§ **Stated problem**:
Make an exact copy of all the material below, apart from the pictures.

--- Start ---

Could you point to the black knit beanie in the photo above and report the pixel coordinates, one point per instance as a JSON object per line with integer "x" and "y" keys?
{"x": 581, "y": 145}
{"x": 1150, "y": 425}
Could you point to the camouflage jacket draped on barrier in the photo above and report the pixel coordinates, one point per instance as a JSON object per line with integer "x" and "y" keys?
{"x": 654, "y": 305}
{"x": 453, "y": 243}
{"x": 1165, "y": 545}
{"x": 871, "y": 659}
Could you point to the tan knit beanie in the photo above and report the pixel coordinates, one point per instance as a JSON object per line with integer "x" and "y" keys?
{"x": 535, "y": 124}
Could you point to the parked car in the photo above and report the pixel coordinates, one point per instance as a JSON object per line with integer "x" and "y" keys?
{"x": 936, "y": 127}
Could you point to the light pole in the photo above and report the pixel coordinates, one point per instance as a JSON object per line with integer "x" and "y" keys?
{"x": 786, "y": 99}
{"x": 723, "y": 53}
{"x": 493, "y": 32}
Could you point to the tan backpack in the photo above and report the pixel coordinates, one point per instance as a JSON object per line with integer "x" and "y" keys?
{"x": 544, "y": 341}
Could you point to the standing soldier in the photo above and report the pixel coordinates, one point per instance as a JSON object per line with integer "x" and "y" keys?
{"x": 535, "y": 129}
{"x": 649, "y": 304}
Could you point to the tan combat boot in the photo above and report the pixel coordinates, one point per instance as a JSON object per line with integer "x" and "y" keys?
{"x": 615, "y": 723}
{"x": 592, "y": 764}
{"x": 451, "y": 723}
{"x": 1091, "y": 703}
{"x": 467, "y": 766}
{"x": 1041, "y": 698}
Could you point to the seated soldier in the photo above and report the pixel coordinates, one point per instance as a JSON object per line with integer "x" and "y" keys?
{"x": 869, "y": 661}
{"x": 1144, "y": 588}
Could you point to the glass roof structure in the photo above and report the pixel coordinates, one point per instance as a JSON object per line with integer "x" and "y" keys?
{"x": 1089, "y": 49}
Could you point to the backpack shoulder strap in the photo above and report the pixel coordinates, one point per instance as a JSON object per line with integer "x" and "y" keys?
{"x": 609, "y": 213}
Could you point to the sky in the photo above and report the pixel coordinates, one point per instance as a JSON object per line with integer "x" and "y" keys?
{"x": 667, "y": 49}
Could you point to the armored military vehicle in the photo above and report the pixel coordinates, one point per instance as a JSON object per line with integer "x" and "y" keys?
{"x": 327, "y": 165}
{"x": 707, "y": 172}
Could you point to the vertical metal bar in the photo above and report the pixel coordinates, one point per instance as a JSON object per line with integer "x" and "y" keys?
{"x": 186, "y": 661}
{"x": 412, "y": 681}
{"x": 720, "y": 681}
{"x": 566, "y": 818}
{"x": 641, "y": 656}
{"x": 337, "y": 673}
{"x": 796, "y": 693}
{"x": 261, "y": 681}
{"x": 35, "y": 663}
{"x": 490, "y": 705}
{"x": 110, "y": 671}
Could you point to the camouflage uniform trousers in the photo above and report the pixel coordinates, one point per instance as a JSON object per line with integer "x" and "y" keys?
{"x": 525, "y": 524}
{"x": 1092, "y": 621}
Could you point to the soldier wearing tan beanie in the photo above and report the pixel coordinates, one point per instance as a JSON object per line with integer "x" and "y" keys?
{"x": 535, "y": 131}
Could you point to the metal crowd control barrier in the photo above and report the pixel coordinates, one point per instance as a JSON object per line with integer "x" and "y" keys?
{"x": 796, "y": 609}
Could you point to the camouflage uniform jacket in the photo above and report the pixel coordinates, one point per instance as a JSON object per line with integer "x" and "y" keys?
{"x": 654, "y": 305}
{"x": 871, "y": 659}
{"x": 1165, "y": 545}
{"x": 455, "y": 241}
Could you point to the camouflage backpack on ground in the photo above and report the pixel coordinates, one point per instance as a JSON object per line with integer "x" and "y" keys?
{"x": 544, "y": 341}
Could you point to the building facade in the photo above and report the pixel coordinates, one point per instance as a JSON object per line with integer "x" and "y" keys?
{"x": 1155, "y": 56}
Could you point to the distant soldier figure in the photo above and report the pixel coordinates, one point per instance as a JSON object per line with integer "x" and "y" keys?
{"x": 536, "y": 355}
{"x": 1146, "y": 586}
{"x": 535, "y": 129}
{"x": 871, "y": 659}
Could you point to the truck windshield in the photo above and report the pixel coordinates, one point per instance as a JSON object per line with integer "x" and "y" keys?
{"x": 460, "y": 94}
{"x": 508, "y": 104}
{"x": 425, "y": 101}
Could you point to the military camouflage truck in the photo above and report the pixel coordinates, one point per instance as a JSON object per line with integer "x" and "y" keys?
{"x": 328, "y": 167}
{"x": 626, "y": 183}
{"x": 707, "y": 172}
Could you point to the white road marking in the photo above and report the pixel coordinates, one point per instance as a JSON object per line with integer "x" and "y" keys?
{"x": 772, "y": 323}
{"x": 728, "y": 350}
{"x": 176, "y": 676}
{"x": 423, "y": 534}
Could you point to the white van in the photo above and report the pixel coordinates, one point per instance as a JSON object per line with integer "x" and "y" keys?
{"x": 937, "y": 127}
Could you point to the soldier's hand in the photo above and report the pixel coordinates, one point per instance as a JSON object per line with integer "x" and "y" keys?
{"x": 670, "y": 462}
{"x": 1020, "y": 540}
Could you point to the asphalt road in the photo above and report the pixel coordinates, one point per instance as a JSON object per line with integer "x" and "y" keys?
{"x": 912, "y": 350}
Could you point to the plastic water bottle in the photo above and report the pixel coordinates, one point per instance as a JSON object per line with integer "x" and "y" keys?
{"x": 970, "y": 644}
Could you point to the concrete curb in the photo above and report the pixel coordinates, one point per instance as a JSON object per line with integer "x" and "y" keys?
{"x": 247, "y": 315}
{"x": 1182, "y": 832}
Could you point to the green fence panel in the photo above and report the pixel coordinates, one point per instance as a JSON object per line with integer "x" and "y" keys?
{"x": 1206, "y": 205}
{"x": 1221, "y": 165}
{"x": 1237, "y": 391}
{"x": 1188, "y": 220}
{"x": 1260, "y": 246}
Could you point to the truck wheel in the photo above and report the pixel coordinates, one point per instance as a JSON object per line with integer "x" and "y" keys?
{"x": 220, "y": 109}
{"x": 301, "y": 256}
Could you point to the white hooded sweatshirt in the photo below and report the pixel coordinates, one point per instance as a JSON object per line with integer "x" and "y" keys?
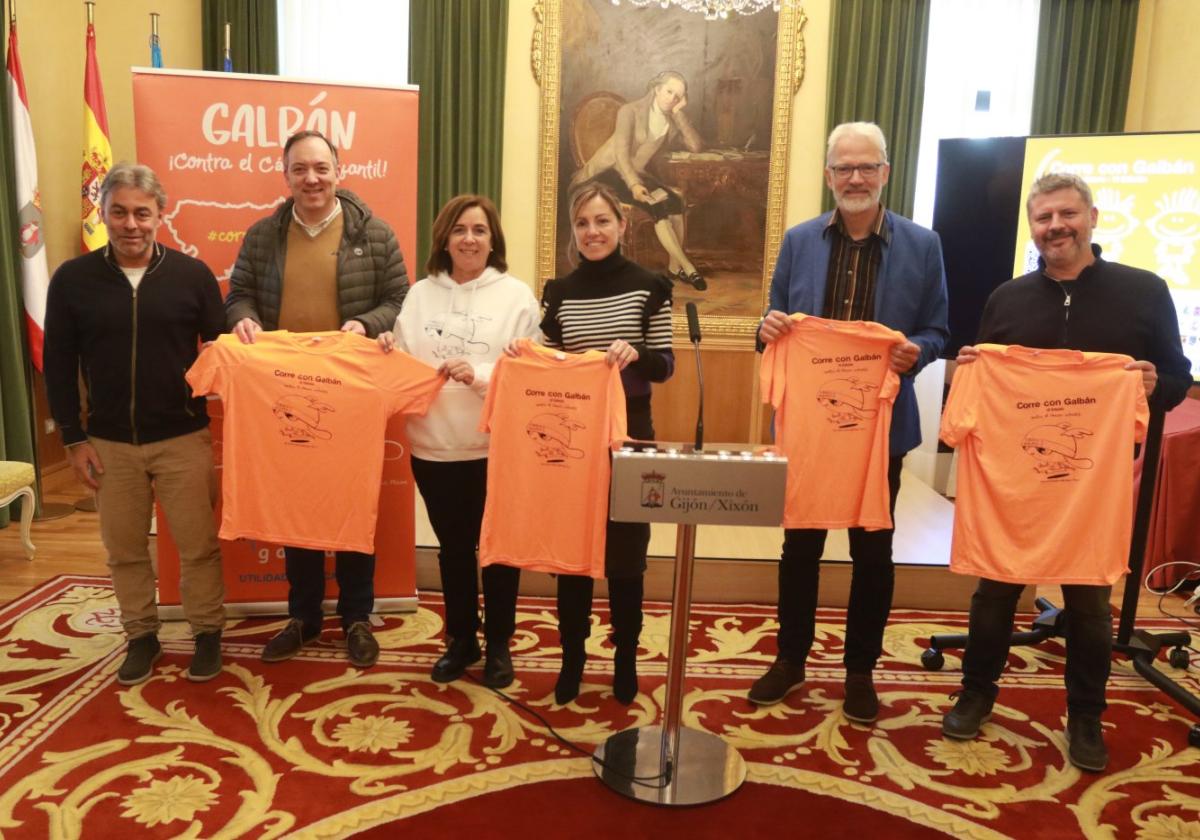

--- End ---

§ **Response to the task**:
Could you point to the black knit beanie in the photo above and report the pixel coordinates, one point per instance as a JSON object per line with integer "x" and "y" keys?
{"x": 581, "y": 145}
{"x": 1150, "y": 425}
Could you point to the camouflage jacket draped on barrier in the photo above and report the pixel coordinates, one point per instance as a JSON object per line with integer "x" and "y" keys?
{"x": 654, "y": 305}
{"x": 453, "y": 243}
{"x": 1165, "y": 545}
{"x": 871, "y": 659}
Could you point to the tan knit beanie in the photo above and report the pixel coordinates, one point per instance as a JSON object per line with integer "x" and "y" keys?
{"x": 535, "y": 124}
Could you point to the parked car in the photo above and report the pixel coordinates, one point per instance as a JSON object per line with integer "x" and "y" keys?
{"x": 936, "y": 127}
Could you point to the light pole in the photo above and report the pixel coordinates, one point per instance as a JSON object per line with integer "x" and "y" keys?
{"x": 786, "y": 99}
{"x": 723, "y": 53}
{"x": 493, "y": 32}
Could you point to the tan backpack in the photo above and report the pixel coordinates, one point per instance as a JSON object per line with integer "x" and "y" keys?
{"x": 544, "y": 341}
Could you point to the standing soldier in the photo above and report the pixel coordinates, one point per instance as a JSON object per line with integer "x" and "y" keys?
{"x": 535, "y": 129}
{"x": 649, "y": 304}
Could you point to the tan combat boot in the photo above and report the pixel coordinates, one point per instance as a JSON object per line with integer "x" and "y" keys?
{"x": 615, "y": 723}
{"x": 592, "y": 764}
{"x": 451, "y": 723}
{"x": 1091, "y": 703}
{"x": 467, "y": 766}
{"x": 1041, "y": 698}
Could you point to the seated soldier in the photo above and report the pixel coordinates, one point per instance as a JSON object per line with integer "x" and "y" keys?
{"x": 869, "y": 661}
{"x": 1144, "y": 588}
Could you point to the glass roof structure in the photo above and report the pixel coordinates, one point per instance as a JSON object per line with integer "x" and "y" keys?
{"x": 1089, "y": 49}
Could you point to the backpack shoulder strap in the photo above and report the pixel coordinates, one point per instance as a JSON object per line with integer "x" and "y" keys?
{"x": 609, "y": 213}
Could you point to the sky in the photo above and report the pixel coordinates, one point per instance as a JSON object per line with integer "x" and "y" keys?
{"x": 667, "y": 49}
Could you point to the armored military vehicle in the photo above and report the pixel coordinates, one point per instance as a JSON object per line with integer "x" and "y" keys?
{"x": 327, "y": 165}
{"x": 707, "y": 172}
Could you point to the vertical metal bar in the photo above and report the pixel coordinates, one point per instance as a JSON object per line with integer "x" and "y" keys?
{"x": 186, "y": 661}
{"x": 412, "y": 681}
{"x": 720, "y": 681}
{"x": 566, "y": 818}
{"x": 641, "y": 656}
{"x": 337, "y": 673}
{"x": 796, "y": 693}
{"x": 261, "y": 681}
{"x": 35, "y": 663}
{"x": 490, "y": 705}
{"x": 110, "y": 671}
Could you point to the camouflage uniform trousers in the photo above and report the pixel coordinates, one point per instance as a JSON object per line with integer "x" and "y" keys?
{"x": 525, "y": 524}
{"x": 1092, "y": 621}
Could you point to the soldier wearing tan beanie in the photo above and report the pixel coordinates, one point per instance as a JSON object per line with integer "x" and "y" keys?
{"x": 535, "y": 131}
Could you point to the metal crowd control barrier in the photo above and report the pixel coordinates, one point per instance as a JSON object per line with integer "x" and "y" keys?
{"x": 796, "y": 609}
Could you point to the camouflage uniform jacket in the photo above and report the pixel coordinates, one point per instance as a JSON object per line with integer "x" and "y" keys?
{"x": 654, "y": 305}
{"x": 871, "y": 659}
{"x": 1165, "y": 545}
{"x": 455, "y": 241}
Could you point to the camouflage backpack on ground in the photo above and report the pixel coordinates, one point per instance as a JSON object per line with integer "x" and "y" keys?
{"x": 544, "y": 341}
Could you point to the building facade in the photo above and report the pixel coordinates, one point per instance as a JSON object per line with integer "x" and "y" keys?
{"x": 1155, "y": 56}
Could you point to the distant soldier figure in the photo above and report the pixel coordinates, one point per instance as a JSON object per line with integer "x" and "y" keys?
{"x": 536, "y": 355}
{"x": 1146, "y": 586}
{"x": 535, "y": 129}
{"x": 871, "y": 659}
Could you point to the truck windshield in the photo above and report the pixel coordinates, one point per instance as a JSON object per line with integer "x" and "y" keys?
{"x": 460, "y": 94}
{"x": 508, "y": 104}
{"x": 425, "y": 101}
Could you point to the military camouflage truck in the photo above and report the pixel coordinates, one point per instance as a JSON object per line with integer "x" and "y" keys?
{"x": 328, "y": 167}
{"x": 626, "y": 183}
{"x": 707, "y": 172}
Could you point to the white road marking in the photo above and report the pixel coordinates, one point per instance as a JSON object per line with integer "x" and "y" keys?
{"x": 772, "y": 323}
{"x": 728, "y": 350}
{"x": 176, "y": 676}
{"x": 423, "y": 534}
Could you point to the white van in the photo above and report the pixel coordinates, one point per instance as a JSON object per line with integer "x" and "y" keys?
{"x": 937, "y": 127}
Could you point to the soldier's hand in the photo above and report the pixel coordinates, one point per instance as a JSON object per line with integer "x" and "y" keys?
{"x": 670, "y": 462}
{"x": 1020, "y": 540}
Could you point to the asphalt road in the photo above and report the pixel coordinates, one point per instance as a JSON object per line with integer "x" and "y" keys?
{"x": 912, "y": 350}
Could you point to the plastic water bottle in the photo above and report the pixel coordinates, one point per instance as a JSON object per line with integer "x" and "y" keys?
{"x": 970, "y": 644}
Could you point to the concrete curb in the photo above and report the pixel coordinates, one point per instance as a JSON object per line with integer "x" and "y" keys?
{"x": 247, "y": 315}
{"x": 1182, "y": 832}
Could you point to the green fence panel in the photo above and report the pixel coordinates, one point per instance as a JSON object per line with integer "x" and "y" keys?
{"x": 1206, "y": 205}
{"x": 1221, "y": 165}
{"x": 1237, "y": 391}
{"x": 1188, "y": 220}
{"x": 1260, "y": 246}
Could you point to the truck wheel in the photo above and report the pixel coordinates, one point per instance as a JSON object per line with integer "x" and "y" keys?
{"x": 220, "y": 109}
{"x": 301, "y": 256}
Could you point to the white hooded sweatshirt in the photo below and report the pixel coordinates, one point per instance as a JSON object per line with integer "x" and "y" keys?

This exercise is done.